Текстовый фрагмент
++++++++
Кроме девчат, работают и "штатные" санитарки: Матрена Николаевна Евлахова и Евдокия Петровна Кривошеева. Обе женщины уже в преклонном возрасте, им за шестьдесят. На вид - классические нянечки, какими их показывают в кино. Обе маленькие, кругленькие, простые русские лица. Простой, бесхитростный разговор. Любят обе поворчать на медсестер.
У нашего врача Александры Федоровны Шамардиной авторитет на этаже непререкаемый. Ее уважают все, няни слегка побаиваются. Она невысокая, сухонькая. Очень подвижная, бодрая. Очень приятная, простая улыбка, но характер волевой.
Вечером слушали заявление М. С. Горбачева по ЦТ, Семь человек уже погибли. Из них 6 - наших ребят. Чаэсовских: Ходемчук, Шатенок, Лелеченко, Акимов, Кургуз, Топтунов, Кудрявцев. Пожарные лежат где-то на другом этаже, о них ничего не знаем. Витя Проскуряков, мой сосед справа, очень тяжелый. У него 100% ожоги, страшные боли. Практически постоянно без сознания.
++++++++
Извлечённые данные
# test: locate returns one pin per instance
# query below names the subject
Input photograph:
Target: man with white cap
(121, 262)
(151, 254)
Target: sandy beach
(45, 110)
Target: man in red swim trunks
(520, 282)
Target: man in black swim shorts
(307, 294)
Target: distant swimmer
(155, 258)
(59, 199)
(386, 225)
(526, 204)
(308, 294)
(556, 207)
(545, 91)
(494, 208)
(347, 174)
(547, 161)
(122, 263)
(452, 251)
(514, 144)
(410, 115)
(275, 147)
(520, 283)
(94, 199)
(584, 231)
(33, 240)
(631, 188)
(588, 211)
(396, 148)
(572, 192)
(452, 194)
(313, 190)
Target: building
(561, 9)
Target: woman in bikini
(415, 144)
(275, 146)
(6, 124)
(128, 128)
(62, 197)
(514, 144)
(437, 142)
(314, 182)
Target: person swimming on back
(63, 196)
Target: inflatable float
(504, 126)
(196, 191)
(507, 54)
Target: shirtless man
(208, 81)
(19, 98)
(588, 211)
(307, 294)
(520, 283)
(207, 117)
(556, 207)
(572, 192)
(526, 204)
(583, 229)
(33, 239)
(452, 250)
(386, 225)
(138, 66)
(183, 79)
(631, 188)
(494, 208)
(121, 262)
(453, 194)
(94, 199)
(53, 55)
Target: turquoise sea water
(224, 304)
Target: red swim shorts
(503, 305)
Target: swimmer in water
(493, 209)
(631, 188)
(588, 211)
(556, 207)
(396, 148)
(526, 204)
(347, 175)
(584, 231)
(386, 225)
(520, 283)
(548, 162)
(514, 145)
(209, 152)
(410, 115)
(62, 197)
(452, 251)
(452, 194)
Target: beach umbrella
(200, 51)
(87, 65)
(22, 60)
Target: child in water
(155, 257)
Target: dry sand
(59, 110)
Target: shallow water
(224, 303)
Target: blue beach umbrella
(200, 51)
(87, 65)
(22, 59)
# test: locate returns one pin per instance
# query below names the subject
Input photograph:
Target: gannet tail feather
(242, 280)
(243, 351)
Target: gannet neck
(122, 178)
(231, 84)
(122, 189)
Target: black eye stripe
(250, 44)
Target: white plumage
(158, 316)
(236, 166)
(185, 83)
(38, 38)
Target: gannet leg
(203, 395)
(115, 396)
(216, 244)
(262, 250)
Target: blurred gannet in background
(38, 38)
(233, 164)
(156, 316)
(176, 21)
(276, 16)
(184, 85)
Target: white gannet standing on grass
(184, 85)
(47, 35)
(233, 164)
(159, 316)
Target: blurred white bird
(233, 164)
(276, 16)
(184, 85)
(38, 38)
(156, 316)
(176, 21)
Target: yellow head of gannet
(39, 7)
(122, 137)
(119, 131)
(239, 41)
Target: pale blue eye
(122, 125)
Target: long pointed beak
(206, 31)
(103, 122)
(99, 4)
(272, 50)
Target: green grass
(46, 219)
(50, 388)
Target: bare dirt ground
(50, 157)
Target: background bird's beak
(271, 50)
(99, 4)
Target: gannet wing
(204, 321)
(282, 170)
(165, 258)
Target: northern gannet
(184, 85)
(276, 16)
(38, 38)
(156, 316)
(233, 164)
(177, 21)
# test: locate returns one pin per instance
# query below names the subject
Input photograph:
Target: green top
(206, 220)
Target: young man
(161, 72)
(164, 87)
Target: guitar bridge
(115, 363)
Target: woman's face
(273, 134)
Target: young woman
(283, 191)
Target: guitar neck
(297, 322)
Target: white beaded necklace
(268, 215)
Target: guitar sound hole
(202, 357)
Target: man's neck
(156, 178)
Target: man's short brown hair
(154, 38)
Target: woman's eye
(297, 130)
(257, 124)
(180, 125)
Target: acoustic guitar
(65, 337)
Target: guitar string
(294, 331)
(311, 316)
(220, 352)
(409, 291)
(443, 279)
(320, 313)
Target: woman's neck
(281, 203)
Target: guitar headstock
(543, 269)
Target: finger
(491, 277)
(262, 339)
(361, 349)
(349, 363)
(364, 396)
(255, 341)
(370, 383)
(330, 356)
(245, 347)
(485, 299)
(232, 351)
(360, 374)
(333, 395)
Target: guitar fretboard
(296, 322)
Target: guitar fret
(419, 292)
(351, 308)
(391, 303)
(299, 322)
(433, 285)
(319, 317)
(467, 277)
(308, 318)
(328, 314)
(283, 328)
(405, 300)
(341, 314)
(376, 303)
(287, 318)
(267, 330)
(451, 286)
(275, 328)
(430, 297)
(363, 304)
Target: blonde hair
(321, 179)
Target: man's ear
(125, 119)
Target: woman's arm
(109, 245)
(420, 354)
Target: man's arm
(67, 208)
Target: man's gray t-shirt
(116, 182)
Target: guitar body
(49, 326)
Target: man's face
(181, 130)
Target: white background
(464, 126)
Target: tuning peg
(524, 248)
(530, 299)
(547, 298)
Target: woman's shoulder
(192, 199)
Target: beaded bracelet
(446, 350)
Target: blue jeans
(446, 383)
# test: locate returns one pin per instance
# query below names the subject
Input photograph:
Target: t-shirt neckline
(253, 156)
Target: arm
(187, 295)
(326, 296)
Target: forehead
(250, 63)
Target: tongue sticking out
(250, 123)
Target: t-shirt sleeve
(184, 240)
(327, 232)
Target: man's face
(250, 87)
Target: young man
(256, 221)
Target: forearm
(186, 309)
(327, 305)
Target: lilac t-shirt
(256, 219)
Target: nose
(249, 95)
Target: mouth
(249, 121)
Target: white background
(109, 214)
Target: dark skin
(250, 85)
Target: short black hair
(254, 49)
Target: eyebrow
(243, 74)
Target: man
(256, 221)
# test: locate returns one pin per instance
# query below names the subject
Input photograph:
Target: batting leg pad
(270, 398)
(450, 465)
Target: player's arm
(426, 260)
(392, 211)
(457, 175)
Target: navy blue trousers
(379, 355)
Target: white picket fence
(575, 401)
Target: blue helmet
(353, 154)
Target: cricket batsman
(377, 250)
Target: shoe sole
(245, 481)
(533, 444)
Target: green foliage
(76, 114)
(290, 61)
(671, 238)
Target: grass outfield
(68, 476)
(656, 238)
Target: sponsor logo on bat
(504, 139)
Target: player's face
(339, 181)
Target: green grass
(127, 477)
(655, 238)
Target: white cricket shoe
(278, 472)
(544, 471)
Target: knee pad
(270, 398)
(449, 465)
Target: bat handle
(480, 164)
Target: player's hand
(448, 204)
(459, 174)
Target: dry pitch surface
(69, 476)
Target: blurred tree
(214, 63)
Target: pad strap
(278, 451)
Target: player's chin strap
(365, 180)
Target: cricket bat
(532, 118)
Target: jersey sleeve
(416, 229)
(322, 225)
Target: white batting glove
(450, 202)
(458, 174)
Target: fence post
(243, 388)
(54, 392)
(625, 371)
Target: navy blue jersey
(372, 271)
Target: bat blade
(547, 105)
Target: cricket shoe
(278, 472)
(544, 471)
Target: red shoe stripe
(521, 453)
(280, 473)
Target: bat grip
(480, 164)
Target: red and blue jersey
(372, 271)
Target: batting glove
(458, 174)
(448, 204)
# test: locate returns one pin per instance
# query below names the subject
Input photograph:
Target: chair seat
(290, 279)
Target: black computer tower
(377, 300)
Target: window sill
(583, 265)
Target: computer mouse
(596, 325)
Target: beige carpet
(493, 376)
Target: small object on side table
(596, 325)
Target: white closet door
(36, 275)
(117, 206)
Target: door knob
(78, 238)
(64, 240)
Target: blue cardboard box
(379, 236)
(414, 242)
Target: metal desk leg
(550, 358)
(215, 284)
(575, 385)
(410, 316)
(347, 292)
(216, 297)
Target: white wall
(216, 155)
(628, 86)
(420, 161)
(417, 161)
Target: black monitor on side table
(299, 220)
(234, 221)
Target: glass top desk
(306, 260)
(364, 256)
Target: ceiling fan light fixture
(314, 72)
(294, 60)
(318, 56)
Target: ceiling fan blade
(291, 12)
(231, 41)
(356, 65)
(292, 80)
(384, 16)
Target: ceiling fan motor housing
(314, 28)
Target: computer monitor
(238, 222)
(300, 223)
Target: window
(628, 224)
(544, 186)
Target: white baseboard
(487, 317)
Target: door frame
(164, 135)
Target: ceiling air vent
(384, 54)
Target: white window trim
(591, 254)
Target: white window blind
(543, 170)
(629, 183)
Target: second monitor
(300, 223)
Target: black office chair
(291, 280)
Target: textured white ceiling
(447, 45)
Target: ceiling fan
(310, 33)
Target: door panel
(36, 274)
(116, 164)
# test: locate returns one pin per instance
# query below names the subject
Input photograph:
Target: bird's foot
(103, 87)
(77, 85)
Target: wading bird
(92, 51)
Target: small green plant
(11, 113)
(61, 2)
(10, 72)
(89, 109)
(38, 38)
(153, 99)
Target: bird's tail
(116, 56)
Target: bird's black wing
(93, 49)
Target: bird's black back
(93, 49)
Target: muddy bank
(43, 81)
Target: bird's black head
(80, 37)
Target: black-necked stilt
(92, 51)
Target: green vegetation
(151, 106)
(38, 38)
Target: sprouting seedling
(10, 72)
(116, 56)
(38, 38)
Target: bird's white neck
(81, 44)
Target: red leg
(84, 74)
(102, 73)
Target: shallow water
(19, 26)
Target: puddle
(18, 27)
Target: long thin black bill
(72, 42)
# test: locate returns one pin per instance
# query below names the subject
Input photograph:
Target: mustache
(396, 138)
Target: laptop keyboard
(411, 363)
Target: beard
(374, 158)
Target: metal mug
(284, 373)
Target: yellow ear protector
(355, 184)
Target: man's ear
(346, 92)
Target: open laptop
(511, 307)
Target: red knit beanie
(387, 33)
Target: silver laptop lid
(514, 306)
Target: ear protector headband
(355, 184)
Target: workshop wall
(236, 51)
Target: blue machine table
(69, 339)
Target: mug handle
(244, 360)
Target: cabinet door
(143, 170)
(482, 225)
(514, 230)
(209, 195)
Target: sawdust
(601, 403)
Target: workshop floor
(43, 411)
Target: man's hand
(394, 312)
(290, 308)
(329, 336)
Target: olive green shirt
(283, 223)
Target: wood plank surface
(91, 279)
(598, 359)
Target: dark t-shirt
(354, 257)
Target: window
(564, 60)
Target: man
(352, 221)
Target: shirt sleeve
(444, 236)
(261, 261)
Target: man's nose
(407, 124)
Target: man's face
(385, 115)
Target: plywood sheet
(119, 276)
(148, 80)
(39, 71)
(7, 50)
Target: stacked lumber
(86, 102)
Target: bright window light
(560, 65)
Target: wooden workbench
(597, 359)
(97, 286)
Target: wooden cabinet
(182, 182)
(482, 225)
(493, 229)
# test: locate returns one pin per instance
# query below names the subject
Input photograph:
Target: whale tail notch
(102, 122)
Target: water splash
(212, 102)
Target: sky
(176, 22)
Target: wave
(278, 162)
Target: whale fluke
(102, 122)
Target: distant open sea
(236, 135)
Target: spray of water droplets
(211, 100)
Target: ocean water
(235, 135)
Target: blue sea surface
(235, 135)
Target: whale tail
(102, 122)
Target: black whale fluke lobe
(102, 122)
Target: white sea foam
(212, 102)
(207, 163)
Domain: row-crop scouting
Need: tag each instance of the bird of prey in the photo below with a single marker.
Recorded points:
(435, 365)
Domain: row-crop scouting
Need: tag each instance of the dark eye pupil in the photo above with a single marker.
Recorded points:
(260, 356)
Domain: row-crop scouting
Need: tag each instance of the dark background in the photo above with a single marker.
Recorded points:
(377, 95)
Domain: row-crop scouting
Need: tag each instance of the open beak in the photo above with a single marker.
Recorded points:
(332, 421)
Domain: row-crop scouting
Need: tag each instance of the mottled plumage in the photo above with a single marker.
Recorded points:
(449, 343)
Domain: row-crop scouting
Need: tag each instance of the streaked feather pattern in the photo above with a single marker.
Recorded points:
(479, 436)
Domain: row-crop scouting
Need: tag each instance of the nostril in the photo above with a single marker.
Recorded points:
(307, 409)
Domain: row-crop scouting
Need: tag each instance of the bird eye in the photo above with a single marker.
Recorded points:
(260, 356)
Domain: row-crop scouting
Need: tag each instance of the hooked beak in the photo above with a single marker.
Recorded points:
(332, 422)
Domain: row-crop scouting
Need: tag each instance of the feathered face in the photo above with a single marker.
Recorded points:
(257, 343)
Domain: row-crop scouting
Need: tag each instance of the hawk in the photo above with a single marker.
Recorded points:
++++++++
Что нужно сделать
a – Ответьте по текстовому фрагменту:
(i) Сколько лет штатным санитаркам?
(ii) Как зовут врача, у которой на этаже непререкаемый авторитет?
(iii) Какие ожоги у Вити Проскурякова?
b – Кто из персонала больницы назван в текстовом фрагменте по имени, отчеству и фамилии? Перечислите всех.

Ответы к заданию
a –
(i) Им за шестьдесят.
(ii) Александра Федоровна Шамардина.
(iii) У него 100% ожоги.

b – Матрена Николаевна Евлахова, Евдокия Петровна Кривошеева, Александра Федоровна Шамардина.